> _Your objective_
Reproduce the rows below with every occurrence of "draw the outline" replaced by "trace the boundary" and all other text unchanged. Omit the pictures from the output.

> _Provided information_
## START

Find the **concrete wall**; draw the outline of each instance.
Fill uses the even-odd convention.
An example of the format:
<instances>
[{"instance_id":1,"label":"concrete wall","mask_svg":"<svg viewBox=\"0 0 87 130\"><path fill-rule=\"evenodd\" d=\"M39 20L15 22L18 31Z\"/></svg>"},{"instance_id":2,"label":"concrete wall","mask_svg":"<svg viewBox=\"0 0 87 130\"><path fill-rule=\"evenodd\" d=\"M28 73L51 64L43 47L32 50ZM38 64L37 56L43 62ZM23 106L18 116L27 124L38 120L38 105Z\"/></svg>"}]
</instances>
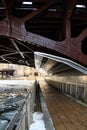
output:
<instances>
[{"instance_id":1,"label":"concrete wall","mask_svg":"<svg viewBox=\"0 0 87 130\"><path fill-rule=\"evenodd\" d=\"M76 82L66 82L66 81L57 81L53 79L45 79L46 82L57 88L62 93L71 95L74 98L77 98L85 103L87 103L87 84L86 83L76 83Z\"/></svg>"}]
</instances>

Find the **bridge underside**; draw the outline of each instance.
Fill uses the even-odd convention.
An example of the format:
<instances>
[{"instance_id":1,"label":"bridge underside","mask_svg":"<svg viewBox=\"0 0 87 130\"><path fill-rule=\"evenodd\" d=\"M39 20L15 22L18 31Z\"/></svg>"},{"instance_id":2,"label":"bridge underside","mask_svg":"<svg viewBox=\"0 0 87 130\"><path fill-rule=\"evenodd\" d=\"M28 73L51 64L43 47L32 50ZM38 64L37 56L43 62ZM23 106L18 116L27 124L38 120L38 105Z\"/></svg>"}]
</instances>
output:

## END

> _Solution for this task_
Find the **concrete wall**; trace the boundary of each instance.
Fill uses the even-odd convention.
An example of the format:
<instances>
[{"instance_id":1,"label":"concrete wall","mask_svg":"<svg viewBox=\"0 0 87 130\"><path fill-rule=\"evenodd\" d=\"M39 20L15 22L18 31Z\"/></svg>"},{"instance_id":2,"label":"concrete wall","mask_svg":"<svg viewBox=\"0 0 87 130\"><path fill-rule=\"evenodd\" d=\"M28 73L51 64L43 47L32 50ZM38 64L37 56L43 62ZM23 106L18 116L27 124L38 120L38 105Z\"/></svg>"}]
</instances>
output:
<instances>
[{"instance_id":1,"label":"concrete wall","mask_svg":"<svg viewBox=\"0 0 87 130\"><path fill-rule=\"evenodd\" d=\"M76 82L66 82L66 81L57 81L53 79L45 79L46 82L57 88L62 93L71 95L74 98L77 98L85 103L87 103L87 84L86 83L76 83Z\"/></svg>"}]
</instances>

Find the **bridge underside**; trace the boundary of each instance.
Fill uses the even-odd convention.
An example of the format:
<instances>
[{"instance_id":1,"label":"bridge underside","mask_svg":"<svg viewBox=\"0 0 87 130\"><path fill-rule=\"evenodd\" d=\"M39 20L15 22L18 31Z\"/></svg>"},{"instance_id":2,"label":"bridge underside","mask_svg":"<svg viewBox=\"0 0 87 130\"><path fill-rule=\"evenodd\" d=\"M28 73L51 64L43 47L32 50ZM38 64L37 56L43 62ZM23 106L18 116L27 124L38 120L38 105Z\"/></svg>"}]
</instances>
output:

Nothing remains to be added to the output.